Textabschnitt:

------------------------------------------------

„ich habe es satt, gegen etwas sein zu müssen/ich will für etwas sein/ich will Schwarz-Grün“

„Schwarz“ waren die finsteren rechten Elterngestalten. „Grün“ war eine rebellische, linke Generation. Heute bricht die alte Polarität rechts/links auf. Die Rebellen sehnen sich nach Geborgenheit. Und Schwarz-Grün enthält die unerhörte Idee einer Versöhnung, die das ödipale Konfliktschema des Familiendramas Deutschland außer Kraft setzen könnte

von CHRISTIAN SCHNEIDER

An der von Edmund Stoiber neuerlich entfachten Debatte über Schwarz-Grün ist mancherlei bemerkenswert, am meisten vielleicht das Tempo, mit dem sie zunächst wieder in der Versenkung verschwand. Das Thema ist – fast – so alt wie die Grünen, zu deren Gründungsgestalten enttäuschte Christdemokraten zählten.

Die Farbkombination Schwarz-Grün scheint etwas Alarmierendes zu haben: Wann immer sie ins Spiel kommt, wird es flugs abgepfiffen. Dabei ist eine gründliche Reflexion auf die Option überfällig. Nicht nur, weil sich die innenpolitische Landschaft auf dem Hintergrund von lahmender Konjunktur und allgemeiner Krise der Parteien dramatisch verändert. Die möglicherweise aus rein taktischem Kalkül ins Spiel gebrachten Überlegungen Stoibers gründen de facto tiefer – und sie sind zeitgemäß, denn Schwarz-Grün erscheint nur mehr den Ideologen des Status quo auf beiden Seiten als undenkbar. Nicht dagegen den Pragmatikern, auch nicht den Programmatikern.

Auf der programmatischen Ebene geht es um die Möglichkeit, zwei Formen des Konservatismus zusammenzubringen. Es ist oft darauf hingewiesen worden, dass zum Kernbestand des grünen Denkens der Gestus des Bewahrens gehört, der sich gegen die verfehlte Politik einer immer weiter getriebenen Ausbeutung der Natur richtet.

------------------------------------------------

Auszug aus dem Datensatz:
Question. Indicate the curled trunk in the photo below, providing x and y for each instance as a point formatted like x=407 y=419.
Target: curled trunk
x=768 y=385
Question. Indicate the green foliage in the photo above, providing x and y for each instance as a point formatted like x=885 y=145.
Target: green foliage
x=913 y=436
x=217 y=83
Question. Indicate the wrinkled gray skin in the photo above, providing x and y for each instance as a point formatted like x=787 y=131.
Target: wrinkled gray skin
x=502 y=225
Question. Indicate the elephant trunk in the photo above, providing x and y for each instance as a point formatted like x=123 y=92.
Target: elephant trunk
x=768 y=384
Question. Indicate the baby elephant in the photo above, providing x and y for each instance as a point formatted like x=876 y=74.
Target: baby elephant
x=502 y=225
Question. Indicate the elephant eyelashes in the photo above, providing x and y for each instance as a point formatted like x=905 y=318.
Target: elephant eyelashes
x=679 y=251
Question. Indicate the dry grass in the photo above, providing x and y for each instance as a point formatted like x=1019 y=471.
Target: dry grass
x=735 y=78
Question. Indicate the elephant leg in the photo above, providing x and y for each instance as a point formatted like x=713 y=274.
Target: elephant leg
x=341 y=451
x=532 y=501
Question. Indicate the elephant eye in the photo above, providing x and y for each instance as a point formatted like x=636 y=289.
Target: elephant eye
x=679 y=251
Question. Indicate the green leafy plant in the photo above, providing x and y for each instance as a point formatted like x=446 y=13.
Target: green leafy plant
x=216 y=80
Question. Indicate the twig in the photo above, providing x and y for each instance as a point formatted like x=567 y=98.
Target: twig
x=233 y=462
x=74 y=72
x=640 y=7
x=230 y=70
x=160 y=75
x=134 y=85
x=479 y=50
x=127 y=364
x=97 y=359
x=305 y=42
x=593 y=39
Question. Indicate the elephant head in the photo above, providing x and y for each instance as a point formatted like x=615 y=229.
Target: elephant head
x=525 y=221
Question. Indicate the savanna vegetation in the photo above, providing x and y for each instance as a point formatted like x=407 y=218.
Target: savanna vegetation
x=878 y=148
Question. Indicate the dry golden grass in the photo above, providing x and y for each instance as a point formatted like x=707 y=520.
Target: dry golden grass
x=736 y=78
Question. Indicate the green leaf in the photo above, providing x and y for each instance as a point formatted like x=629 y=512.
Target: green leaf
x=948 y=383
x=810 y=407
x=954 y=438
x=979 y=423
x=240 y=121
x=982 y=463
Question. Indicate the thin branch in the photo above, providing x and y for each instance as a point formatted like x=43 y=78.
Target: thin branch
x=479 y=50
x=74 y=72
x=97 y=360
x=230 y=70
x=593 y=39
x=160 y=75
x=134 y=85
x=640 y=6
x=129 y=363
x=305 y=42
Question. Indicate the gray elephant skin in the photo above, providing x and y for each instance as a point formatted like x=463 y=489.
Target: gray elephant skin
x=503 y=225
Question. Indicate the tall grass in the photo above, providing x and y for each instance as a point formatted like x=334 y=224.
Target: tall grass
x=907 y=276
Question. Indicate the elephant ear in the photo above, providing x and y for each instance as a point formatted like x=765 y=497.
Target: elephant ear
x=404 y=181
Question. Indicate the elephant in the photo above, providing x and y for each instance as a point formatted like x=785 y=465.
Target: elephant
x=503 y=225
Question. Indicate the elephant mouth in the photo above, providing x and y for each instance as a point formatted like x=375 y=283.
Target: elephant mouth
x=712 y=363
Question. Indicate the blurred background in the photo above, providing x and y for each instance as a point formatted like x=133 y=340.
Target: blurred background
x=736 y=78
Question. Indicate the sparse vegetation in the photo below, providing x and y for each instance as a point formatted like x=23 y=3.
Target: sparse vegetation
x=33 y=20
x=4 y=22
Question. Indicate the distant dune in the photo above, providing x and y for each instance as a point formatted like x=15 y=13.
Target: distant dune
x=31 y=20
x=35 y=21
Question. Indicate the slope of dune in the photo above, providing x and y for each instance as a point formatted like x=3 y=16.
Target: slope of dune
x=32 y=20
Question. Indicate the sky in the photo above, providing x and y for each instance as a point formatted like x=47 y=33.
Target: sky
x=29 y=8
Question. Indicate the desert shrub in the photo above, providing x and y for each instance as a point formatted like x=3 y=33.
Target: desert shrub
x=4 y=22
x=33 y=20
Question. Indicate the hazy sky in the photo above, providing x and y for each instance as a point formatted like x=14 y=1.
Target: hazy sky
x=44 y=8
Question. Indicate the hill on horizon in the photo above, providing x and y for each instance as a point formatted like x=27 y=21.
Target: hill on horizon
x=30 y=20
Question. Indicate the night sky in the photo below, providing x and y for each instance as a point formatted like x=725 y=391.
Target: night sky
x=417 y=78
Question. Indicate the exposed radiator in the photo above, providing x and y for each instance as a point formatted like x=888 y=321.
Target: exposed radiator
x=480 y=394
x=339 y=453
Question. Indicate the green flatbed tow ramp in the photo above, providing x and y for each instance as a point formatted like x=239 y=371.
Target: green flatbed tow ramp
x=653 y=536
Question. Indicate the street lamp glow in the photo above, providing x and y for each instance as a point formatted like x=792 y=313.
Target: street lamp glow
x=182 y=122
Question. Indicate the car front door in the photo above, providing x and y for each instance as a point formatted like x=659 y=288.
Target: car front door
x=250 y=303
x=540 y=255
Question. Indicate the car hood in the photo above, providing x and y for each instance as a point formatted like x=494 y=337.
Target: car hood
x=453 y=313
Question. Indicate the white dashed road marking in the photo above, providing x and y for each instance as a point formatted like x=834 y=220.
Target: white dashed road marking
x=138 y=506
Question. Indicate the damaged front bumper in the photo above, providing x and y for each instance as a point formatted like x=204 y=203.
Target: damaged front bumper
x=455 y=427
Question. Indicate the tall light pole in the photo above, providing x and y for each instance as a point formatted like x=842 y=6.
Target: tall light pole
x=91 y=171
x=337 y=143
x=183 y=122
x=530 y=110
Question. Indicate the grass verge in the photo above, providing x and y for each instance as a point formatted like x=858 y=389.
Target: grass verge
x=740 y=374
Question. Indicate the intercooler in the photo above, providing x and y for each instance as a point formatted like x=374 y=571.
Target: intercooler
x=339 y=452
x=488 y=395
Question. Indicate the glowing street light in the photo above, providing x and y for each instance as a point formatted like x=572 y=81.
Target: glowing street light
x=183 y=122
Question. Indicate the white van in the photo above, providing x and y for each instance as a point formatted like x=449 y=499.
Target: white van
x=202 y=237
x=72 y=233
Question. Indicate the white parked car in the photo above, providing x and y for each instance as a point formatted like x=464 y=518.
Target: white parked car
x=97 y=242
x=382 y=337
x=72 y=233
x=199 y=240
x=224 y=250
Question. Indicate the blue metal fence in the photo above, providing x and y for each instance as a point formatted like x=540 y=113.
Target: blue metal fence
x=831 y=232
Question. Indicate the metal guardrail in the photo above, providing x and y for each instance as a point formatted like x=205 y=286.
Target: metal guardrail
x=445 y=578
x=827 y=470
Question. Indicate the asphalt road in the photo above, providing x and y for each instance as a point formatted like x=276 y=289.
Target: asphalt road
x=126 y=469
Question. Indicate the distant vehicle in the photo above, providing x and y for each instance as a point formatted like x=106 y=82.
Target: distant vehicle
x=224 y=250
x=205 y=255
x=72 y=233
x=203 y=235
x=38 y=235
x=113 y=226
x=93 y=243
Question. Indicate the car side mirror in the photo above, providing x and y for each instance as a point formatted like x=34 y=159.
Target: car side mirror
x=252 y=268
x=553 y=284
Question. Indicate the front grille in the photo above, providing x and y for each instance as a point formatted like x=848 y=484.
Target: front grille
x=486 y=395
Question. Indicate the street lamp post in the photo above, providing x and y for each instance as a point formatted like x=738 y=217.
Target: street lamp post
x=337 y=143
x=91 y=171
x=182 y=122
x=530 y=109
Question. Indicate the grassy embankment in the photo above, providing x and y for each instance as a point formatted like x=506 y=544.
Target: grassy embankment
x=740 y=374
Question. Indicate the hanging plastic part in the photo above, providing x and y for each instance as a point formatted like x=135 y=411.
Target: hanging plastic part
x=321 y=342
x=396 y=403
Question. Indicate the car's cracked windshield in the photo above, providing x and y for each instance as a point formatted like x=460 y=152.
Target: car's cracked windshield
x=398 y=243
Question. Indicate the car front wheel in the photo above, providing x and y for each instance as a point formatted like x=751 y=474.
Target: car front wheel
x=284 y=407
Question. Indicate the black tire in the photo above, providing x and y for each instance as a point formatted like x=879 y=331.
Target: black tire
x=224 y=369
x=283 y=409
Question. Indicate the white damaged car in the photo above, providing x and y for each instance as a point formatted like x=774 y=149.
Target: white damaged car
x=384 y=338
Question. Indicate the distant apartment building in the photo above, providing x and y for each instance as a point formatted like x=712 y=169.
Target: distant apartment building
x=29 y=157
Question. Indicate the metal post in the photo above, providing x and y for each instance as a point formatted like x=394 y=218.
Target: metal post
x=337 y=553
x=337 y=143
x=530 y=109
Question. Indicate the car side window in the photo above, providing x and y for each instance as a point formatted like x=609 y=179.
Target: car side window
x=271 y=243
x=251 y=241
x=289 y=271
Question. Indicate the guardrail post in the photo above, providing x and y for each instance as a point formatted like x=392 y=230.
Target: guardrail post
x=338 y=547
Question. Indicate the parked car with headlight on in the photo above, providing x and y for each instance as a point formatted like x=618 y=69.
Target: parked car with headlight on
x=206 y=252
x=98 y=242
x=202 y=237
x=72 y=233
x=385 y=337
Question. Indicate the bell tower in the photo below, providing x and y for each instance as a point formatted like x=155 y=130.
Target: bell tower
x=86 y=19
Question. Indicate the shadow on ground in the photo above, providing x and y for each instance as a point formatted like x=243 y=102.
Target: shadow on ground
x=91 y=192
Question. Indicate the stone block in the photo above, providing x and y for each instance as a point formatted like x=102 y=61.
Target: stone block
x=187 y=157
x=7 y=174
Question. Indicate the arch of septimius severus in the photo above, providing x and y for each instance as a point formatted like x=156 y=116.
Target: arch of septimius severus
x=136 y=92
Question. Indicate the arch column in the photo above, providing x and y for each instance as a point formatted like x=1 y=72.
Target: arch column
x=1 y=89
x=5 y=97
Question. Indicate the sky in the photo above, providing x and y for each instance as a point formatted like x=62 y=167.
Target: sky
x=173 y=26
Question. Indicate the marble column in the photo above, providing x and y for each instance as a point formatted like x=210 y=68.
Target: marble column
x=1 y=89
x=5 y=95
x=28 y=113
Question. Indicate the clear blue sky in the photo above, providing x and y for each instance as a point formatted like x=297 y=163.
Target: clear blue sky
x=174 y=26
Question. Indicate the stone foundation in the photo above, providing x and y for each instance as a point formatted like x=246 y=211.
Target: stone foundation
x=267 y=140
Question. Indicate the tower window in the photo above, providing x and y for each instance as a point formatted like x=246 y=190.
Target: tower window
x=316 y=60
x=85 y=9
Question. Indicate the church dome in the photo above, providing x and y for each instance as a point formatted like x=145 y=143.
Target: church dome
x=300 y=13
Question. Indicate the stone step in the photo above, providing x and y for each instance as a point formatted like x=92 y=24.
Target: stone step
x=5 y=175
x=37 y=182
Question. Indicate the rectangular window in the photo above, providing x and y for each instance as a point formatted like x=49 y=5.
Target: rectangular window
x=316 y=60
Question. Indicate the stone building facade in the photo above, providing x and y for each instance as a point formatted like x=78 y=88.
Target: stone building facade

------------------------------------------------

Aufgabenstellung 1:
Wer zählte laut dem Essay über Schwarz-Grün zu den Gründungsgestalten der Grünen?
Aufgabenstellung 2:
Setze den Essay über Schwarz-Grün nach seinem letzten Satz fort.

Erwartete Lösung 1:
Enttäuschte Christdemokraten.

Erwartete Lösung 2:
In christlichen Termini hieße das: die Schöpfung bewahren. Diesem genuinen Öko-Konservatismus gegenüber steht – das ist die andere Seite des grünen Denkschemas – ein nahezu unüberwindbarer Zweifel am politischen Konservatismus.

Die prinzipielle Reserve gegenüber der Legitimität konservativer Positionen nach 1945, das heißt nach der Erfahrung von Weltkrieg und Holocaust, hat insbesondere jenen Grünen, die ihre Wurzeln in der Protest- oder der Friedensbewegung haben, nachhaltig die Chance verpatzt, Grundlinien eines „neuen“ Konservatismus zu formulieren.

Genau dies wäre aber die Grundlage dafür, die Option Schwarz-Grün ernst zu nehmen und nicht leichtfertig mit der Frage zu diskreditieren, ob man sich denn Angela Merkel als Kanzlerin vorstellen könne.

Tatsächlich wäre ernsthaft zu prüfen, ob die Schnittmengen zwischen dem neuen und dem alten Konservatismus nicht stärker sind als die zwischen den „alten und neuen sozialen Bewegungen“ – der Formel, unter der sich Rot-Grün formierte. Viele Wähler der Hamburger Grünen, etwa, sind so bürgerlich und so einkommensstark, dass ein Bündnis mit Ole von Beust und der CDU nach der morgigen Bürgerschaftswahl zwar nicht zwingend ist, aber grundsätzlich denkbar sein wird.

Das große Tabu

Dass diese Prüfung nicht vorbehaltlos geschieht, liegt an einem Tabu, das die Geschichte der Bundesrepublik geprägt hat. Sein Kern ist eine intergenerationelle Konfliktkonstellation, die sich in der bald 60-jährigen Nachkriegsgeschichte immer wieder zu erneuern scheint.

Vordergründig geht es dabei um die alte Polarität rechts-links, tatsächlich beruht ihre Dynamik auf anderen, scheinbar vorpolitischen Koordinaten: es geht um die Gegensatzpaare von alt und jung, bewahren und bewegen. Was das bedeutet, lässt sich am besten an der Gründergeneration der Grünen zeigen. In ihrem unbewussten Koordinatensystem beruht die Schwierigkeit, Schwarz-Grün als Option zuzulassen, auf der Verbindung eines politischen Urteils mit einer familiären Erfahrung.

Schwarz-Grün ist aus der Sicht dieser Generation unmöglich, weil für sie „Schwarz“ doch immer nur als eine Art Coverversion von „Braun“ gilt. Diese Farbenblindheit führt dann konsequent in den Albtraum einer Wiederkehr der NS-Gewalt.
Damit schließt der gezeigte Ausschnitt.